**Exercise data:**
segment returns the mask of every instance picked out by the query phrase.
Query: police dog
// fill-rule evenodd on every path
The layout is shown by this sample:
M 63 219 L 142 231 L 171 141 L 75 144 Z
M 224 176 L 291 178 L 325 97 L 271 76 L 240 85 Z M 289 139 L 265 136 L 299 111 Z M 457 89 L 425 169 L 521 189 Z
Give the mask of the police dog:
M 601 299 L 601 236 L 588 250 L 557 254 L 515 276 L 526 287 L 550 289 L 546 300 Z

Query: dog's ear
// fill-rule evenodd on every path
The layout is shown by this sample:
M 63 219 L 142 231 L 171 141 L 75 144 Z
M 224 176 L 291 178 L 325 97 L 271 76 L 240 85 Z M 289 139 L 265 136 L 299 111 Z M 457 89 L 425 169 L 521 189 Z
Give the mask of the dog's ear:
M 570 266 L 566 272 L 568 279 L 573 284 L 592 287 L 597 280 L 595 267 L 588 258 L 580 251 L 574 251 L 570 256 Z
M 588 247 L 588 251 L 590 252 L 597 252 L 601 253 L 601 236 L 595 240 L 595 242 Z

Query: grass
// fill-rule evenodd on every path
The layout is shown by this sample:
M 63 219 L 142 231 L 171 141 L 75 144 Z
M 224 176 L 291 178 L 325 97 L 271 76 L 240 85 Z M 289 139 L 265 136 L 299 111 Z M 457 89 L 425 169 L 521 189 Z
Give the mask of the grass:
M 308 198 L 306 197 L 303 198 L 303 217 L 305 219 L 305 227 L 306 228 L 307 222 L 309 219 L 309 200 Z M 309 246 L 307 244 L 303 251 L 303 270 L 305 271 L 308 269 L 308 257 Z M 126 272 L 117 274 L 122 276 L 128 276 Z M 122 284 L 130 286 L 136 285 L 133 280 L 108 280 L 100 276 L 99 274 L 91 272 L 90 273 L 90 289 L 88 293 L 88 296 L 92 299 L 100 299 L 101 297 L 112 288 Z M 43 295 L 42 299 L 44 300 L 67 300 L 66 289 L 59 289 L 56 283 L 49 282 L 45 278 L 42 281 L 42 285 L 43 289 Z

**Required task:**
Copy the lines above character for character, keeping every line break and space as it appears.

**Response for this exercise:**
segment returns the mask of every instance picked out by the query phrase.
Query: police dog
// fill-rule evenodd on every path
The layout is shown by this sample:
M 63 219 L 142 231 L 171 141 L 75 144 Z
M 224 176 L 291 178 L 325 97 L 271 76 L 240 85 Z M 289 139 L 265 136 L 299 111 Z M 457 89 L 425 169 L 521 189 Z
Give the mask of the police dog:
M 601 299 L 601 236 L 588 250 L 557 254 L 515 276 L 526 287 L 550 289 L 546 300 Z

Query: dog's ear
// fill-rule evenodd on every path
The layout is shown by this sample:
M 63 219 L 142 231 L 171 141 L 75 144 Z
M 224 176 L 291 178 L 325 97 L 271 76 L 240 85 Z M 289 139 L 265 136 L 299 111 Z M 457 89 L 425 169 L 521 189 Z
Give the mask of the dog's ear:
M 570 266 L 566 272 L 568 279 L 573 284 L 592 287 L 597 280 L 595 267 L 588 258 L 580 251 L 574 251 L 570 256 Z
M 588 247 L 588 251 L 590 252 L 597 252 L 601 253 L 601 236 L 595 240 L 595 242 Z

Query: grass
// fill-rule evenodd on every path
The layout is shown by this sample:
M 63 219 L 142 231 L 171 141 L 75 144 Z
M 224 176 L 291 178 L 325 97 L 271 76 L 240 85 Z M 289 139 L 265 136 L 299 111 Z M 457 89 L 425 169 L 521 189 Z
Give the mask of the grass:
M 308 198 L 306 197 L 303 198 L 303 217 L 305 219 L 305 227 L 306 228 L 307 222 L 309 219 L 309 200 Z M 309 246 L 307 244 L 303 251 L 303 270 L 305 271 L 308 269 L 308 257 Z M 126 272 L 117 274 L 122 276 L 128 276 Z M 122 284 L 130 286 L 136 285 L 133 280 L 108 280 L 100 276 L 99 274 L 91 272 L 90 273 L 90 289 L 88 293 L 88 296 L 92 299 L 100 299 L 101 297 L 112 288 Z M 43 295 L 42 299 L 44 300 L 67 300 L 66 289 L 59 289 L 56 283 L 49 282 L 45 278 L 42 281 L 42 285 L 43 289 Z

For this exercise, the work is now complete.